* **Provided records**:
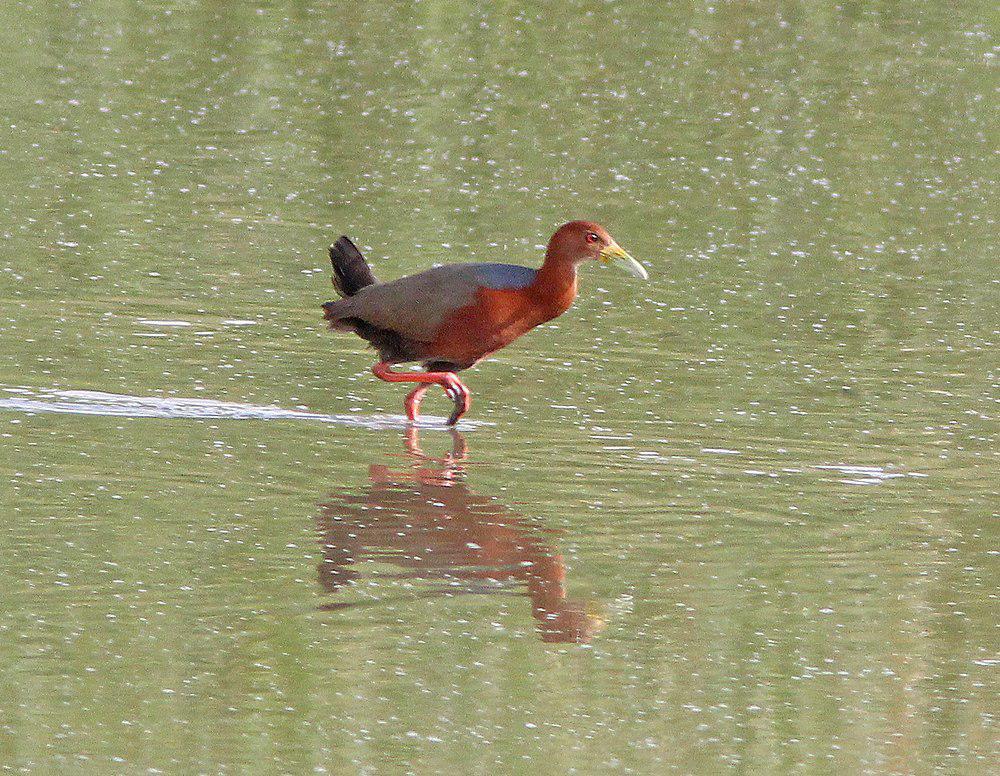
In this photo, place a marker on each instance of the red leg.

--

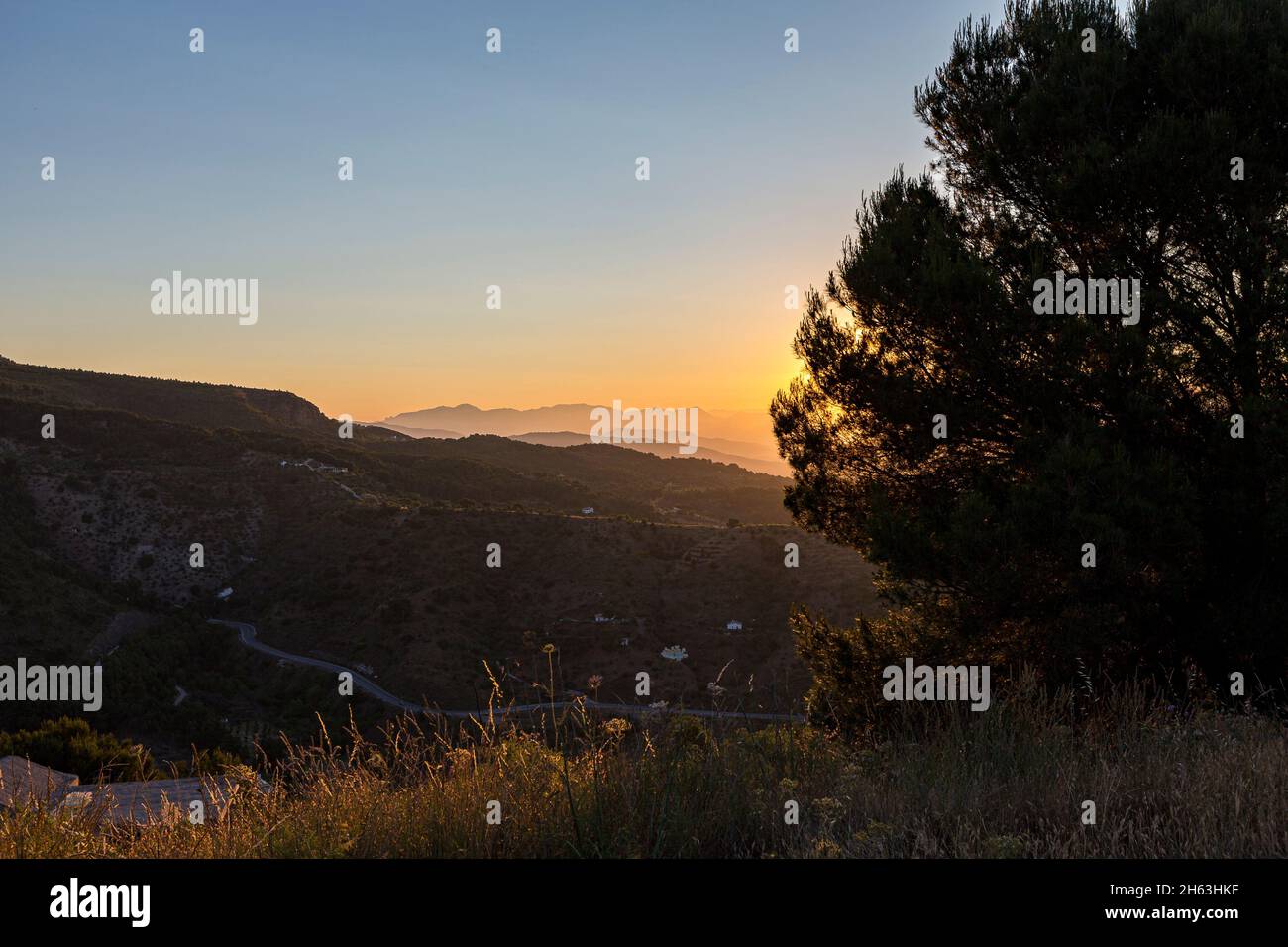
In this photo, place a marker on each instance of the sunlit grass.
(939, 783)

---

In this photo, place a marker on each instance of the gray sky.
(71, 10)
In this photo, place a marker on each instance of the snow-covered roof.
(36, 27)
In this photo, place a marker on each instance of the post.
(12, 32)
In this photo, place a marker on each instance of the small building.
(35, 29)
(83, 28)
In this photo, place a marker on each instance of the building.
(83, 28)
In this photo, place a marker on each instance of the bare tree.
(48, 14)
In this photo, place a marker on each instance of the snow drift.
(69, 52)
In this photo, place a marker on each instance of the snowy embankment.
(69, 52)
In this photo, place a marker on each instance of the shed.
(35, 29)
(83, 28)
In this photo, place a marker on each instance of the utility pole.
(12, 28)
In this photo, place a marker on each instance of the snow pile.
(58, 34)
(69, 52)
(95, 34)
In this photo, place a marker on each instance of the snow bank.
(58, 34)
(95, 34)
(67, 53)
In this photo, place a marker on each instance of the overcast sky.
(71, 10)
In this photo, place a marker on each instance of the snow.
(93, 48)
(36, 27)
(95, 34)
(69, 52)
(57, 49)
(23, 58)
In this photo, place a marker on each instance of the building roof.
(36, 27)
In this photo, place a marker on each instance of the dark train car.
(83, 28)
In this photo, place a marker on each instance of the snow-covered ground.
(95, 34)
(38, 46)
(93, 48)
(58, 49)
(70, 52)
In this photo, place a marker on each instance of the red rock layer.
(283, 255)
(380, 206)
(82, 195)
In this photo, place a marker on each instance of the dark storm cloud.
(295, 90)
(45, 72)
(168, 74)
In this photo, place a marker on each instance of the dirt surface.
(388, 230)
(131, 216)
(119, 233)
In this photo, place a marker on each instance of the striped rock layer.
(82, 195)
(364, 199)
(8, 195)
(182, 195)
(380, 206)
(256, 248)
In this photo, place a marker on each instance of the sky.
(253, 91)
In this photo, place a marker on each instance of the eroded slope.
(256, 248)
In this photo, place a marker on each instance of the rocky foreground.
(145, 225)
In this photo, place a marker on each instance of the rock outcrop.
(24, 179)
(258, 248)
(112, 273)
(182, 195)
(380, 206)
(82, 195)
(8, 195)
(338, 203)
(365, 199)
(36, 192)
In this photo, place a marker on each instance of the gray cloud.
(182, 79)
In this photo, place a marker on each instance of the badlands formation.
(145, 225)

* **Work required**:
Count the lines in the rows above that contain the string "cloud", treating letter case as significant. Give only the number.

* **Finished task**:
2